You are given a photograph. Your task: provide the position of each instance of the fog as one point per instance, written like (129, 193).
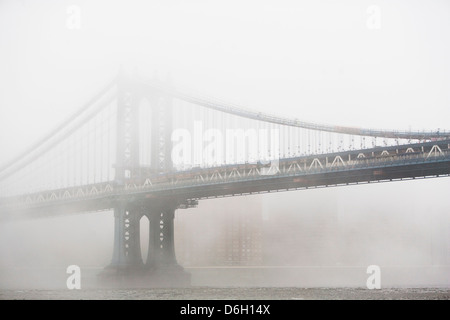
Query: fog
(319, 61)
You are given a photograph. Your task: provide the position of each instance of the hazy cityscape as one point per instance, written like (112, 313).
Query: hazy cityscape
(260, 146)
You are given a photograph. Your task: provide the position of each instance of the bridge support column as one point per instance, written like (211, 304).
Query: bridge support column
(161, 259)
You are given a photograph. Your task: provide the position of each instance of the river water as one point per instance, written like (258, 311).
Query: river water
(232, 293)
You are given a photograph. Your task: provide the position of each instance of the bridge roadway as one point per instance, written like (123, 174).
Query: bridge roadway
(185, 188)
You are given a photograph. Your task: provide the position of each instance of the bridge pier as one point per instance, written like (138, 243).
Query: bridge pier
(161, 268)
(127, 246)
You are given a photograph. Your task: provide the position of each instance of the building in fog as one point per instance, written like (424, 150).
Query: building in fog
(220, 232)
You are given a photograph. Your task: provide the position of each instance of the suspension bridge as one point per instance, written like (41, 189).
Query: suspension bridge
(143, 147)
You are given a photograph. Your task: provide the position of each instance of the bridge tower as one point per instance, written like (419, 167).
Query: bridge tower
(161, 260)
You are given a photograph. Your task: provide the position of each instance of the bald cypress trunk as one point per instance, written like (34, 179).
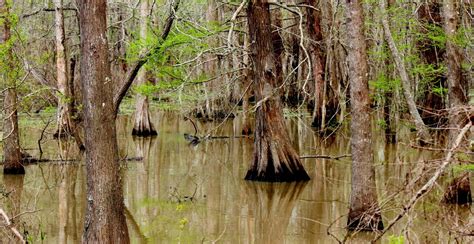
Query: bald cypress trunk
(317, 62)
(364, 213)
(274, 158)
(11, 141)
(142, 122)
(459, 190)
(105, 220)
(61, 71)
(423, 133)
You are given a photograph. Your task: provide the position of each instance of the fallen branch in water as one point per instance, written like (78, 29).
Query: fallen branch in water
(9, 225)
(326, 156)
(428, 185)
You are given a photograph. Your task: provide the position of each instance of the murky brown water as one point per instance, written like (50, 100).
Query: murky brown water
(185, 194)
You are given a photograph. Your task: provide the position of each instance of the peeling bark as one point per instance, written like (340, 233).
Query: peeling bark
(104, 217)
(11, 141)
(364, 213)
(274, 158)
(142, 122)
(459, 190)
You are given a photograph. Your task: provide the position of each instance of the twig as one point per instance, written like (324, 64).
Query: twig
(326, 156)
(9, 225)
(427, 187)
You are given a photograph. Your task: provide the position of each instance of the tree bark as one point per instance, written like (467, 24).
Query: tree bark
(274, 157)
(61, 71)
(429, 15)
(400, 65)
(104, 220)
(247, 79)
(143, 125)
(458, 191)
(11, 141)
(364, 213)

####################

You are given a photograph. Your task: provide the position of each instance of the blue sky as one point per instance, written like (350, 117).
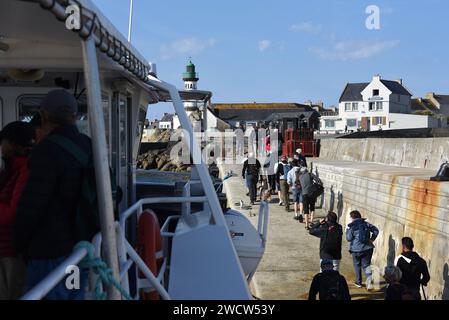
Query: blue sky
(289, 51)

####################

What you are asked to do ▸ Tally the lines in the items above that contain the string "blue", with case counting. Reply with the number alone.

Result of the task ▸ 2